Write out, please, the line containing "the distant mountain" together with all lines after it, up to and including the last one, with no other output.

═══ Data extract ═══

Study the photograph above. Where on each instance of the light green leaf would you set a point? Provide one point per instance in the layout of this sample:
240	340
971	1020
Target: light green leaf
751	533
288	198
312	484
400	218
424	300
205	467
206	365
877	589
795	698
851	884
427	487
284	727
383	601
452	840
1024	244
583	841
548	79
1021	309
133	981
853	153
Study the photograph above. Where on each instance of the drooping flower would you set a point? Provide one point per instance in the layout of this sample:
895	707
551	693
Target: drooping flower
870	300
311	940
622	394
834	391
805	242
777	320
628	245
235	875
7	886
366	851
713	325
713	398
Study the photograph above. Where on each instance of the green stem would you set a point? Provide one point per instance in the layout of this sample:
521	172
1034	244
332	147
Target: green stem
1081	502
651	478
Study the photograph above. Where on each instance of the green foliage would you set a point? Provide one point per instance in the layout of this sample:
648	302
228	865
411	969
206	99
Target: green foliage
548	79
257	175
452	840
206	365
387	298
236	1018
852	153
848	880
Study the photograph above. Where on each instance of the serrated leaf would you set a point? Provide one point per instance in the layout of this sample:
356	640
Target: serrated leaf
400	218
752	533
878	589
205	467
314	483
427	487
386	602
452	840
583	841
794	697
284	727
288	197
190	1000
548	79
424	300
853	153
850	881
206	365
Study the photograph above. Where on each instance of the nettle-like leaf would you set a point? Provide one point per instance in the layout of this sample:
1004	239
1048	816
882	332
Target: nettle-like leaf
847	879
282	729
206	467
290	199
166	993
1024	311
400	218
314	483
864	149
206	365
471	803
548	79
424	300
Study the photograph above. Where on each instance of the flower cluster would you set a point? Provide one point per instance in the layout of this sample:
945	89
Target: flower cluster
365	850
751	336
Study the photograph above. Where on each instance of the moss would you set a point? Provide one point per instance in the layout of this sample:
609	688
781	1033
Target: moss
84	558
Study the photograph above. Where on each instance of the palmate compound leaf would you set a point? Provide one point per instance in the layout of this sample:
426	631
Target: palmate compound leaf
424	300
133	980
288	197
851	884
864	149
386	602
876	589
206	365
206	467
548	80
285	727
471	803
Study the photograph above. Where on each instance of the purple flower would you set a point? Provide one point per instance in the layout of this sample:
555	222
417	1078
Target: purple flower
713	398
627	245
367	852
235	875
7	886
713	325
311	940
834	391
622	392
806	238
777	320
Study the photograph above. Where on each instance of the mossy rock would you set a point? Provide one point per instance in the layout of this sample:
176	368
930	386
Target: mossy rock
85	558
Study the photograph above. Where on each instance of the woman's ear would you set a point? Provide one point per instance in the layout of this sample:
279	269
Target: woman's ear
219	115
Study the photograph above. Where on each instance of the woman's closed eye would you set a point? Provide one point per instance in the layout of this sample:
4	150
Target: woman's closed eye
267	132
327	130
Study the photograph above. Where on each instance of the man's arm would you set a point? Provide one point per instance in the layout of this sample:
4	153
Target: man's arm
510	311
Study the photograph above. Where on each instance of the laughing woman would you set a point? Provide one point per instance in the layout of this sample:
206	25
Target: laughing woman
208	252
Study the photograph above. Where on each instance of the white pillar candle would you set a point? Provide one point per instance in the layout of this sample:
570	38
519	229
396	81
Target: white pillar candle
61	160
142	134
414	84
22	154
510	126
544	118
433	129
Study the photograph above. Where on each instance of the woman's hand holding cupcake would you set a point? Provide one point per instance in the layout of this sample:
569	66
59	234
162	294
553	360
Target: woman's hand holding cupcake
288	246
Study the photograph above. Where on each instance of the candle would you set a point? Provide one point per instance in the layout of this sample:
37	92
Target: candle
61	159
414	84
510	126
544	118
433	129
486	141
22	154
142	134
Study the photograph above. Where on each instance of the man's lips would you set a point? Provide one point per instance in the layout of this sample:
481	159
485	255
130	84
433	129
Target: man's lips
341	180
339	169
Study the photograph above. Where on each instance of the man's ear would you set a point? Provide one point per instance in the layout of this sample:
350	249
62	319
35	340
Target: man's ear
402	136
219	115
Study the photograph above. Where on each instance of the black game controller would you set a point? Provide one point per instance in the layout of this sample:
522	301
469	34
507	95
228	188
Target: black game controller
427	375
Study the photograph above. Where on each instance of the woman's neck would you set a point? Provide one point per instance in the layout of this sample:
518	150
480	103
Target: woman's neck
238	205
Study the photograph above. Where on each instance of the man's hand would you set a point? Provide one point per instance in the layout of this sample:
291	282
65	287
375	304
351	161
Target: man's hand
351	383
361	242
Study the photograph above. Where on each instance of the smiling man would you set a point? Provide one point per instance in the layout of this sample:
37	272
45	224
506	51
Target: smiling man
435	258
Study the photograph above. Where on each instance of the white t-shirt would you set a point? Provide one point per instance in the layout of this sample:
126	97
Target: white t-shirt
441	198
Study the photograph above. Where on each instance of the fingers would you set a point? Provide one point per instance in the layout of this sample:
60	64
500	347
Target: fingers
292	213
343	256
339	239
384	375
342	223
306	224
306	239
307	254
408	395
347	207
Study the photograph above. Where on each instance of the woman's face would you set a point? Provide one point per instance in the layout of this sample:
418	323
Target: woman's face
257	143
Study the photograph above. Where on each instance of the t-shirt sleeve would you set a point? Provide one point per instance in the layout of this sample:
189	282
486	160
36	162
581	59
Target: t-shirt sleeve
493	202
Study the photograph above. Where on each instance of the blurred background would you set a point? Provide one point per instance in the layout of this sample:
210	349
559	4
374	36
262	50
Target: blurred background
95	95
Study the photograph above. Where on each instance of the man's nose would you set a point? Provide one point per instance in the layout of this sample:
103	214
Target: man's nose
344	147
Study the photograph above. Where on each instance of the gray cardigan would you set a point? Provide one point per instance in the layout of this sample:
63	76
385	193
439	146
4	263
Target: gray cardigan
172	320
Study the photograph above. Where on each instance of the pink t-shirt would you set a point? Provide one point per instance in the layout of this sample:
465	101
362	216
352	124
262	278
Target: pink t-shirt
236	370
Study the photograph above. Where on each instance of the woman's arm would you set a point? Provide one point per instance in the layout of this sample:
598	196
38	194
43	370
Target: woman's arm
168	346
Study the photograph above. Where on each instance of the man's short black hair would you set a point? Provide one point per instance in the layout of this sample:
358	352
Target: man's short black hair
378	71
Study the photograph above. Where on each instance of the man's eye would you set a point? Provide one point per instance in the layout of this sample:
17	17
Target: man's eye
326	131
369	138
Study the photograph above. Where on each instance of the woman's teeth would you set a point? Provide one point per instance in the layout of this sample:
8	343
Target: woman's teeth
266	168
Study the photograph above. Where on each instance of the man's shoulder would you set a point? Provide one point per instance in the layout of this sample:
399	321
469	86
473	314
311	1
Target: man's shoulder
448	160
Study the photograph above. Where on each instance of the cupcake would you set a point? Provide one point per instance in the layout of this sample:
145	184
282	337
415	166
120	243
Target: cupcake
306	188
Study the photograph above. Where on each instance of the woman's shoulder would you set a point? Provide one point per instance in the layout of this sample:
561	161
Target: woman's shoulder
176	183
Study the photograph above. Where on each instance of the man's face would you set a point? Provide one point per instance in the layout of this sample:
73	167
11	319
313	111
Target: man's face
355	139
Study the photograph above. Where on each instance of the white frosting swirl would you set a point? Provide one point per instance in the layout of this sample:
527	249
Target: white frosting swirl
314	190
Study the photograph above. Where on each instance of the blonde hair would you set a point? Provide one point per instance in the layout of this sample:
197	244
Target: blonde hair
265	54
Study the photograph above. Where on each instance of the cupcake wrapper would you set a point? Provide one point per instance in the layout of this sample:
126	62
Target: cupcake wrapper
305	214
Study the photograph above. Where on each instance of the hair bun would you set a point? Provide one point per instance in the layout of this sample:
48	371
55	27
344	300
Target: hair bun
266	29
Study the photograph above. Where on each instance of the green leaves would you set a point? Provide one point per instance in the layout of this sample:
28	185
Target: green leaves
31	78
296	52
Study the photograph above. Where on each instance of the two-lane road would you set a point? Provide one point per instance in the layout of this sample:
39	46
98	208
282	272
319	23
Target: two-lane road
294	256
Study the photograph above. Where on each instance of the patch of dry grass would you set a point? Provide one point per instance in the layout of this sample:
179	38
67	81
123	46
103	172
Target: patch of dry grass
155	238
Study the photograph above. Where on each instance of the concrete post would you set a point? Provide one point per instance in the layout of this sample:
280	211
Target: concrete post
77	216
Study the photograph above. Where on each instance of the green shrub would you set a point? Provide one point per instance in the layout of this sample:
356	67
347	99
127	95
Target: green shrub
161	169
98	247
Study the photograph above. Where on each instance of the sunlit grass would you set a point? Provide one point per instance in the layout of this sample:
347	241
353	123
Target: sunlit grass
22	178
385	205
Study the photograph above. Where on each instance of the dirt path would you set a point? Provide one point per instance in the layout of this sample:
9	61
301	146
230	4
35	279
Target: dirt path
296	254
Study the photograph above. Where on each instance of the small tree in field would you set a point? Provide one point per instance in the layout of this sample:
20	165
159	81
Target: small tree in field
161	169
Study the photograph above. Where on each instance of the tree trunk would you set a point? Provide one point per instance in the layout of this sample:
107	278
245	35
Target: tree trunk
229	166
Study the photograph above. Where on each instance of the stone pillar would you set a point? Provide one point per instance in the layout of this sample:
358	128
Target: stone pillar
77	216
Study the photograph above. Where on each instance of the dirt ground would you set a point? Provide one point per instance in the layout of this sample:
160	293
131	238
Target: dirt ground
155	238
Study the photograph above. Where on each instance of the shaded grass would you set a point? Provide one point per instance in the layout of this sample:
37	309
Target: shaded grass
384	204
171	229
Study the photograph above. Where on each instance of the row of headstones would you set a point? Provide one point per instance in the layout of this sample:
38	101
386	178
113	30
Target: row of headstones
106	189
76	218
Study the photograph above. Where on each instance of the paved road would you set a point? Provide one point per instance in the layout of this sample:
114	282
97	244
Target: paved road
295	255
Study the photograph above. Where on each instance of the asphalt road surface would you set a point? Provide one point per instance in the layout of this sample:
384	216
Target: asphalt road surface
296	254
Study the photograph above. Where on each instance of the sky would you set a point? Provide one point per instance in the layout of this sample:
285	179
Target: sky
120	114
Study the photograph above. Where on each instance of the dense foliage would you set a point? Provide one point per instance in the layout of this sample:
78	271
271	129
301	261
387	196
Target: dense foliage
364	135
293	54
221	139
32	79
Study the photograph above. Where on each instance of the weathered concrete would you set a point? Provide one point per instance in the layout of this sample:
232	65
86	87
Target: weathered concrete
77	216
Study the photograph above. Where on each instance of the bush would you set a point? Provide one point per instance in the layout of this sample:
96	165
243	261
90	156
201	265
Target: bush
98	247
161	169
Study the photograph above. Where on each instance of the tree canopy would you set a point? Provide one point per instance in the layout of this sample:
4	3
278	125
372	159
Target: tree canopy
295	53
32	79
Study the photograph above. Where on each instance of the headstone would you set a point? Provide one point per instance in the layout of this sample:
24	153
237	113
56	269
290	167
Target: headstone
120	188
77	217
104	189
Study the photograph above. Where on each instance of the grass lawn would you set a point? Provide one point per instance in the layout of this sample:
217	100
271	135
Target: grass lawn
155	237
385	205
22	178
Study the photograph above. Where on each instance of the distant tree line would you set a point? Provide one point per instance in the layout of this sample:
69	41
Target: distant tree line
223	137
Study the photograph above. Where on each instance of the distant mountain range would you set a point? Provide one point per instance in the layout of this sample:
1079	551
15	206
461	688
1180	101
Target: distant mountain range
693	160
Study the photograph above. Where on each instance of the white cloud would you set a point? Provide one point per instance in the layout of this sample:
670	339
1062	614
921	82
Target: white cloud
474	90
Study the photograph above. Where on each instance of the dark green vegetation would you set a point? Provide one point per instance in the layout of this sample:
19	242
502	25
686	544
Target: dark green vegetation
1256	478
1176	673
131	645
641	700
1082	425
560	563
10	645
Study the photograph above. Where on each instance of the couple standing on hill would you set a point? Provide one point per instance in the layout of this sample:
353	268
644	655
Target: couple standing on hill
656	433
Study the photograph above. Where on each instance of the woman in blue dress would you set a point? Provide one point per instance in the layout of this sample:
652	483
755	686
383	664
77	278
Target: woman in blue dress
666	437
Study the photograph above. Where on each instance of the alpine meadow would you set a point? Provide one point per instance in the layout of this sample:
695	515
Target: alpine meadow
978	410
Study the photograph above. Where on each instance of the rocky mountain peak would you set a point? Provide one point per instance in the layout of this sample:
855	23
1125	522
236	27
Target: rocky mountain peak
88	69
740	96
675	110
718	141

═══

Answer to the exercise:
Study the photograph above. Where on each instance of the distant mountain range would you set a point? Provide one point per instance in the layout of this sample:
1079	551
15	206
461	688
1180	101
Target: distant mountain range
693	160
Study the photograph above. Where on each instance of the white cloud would you set a point? Provide one point per instance in the layout of this sample:
670	339
1062	614
921	82
Target: white cloud
474	90
Study the photograph above. Where on each instance of the dark green vegetation would you set a point? Provide one point per instance in the layout of this sample:
19	242
502	25
686	544
Target: dark green vegetation
1256	478
1176	673
131	645
641	700
1082	425
560	563
10	645
Study the photograph above. Where on each instance of the couple standing on hill would you set a point? Provide one point per instance in the layout of this sample:
353	268
644	655
Target: couple standing on hill
656	433
Study the photograph above. Where on each instance of the woman in blue dress would you set a point? Provide one point per instance in the layout of this sample:
652	483
755	686
383	664
77	278
Target: woman in blue dress
666	437
Study the photograph above. Where on each instance of the alpine meadow would you set a point? Provide one point per instance in the layout of this sample:
695	515
Target: alpine meadow
978	410
Study the photograph above. Where on each instance of the rocky mountain peak would you set a point? Provide one point per instance in the layout of this sample:
855	23
1125	522
236	27
Target: rocky mountain peak
88	69
740	96
675	110
718	141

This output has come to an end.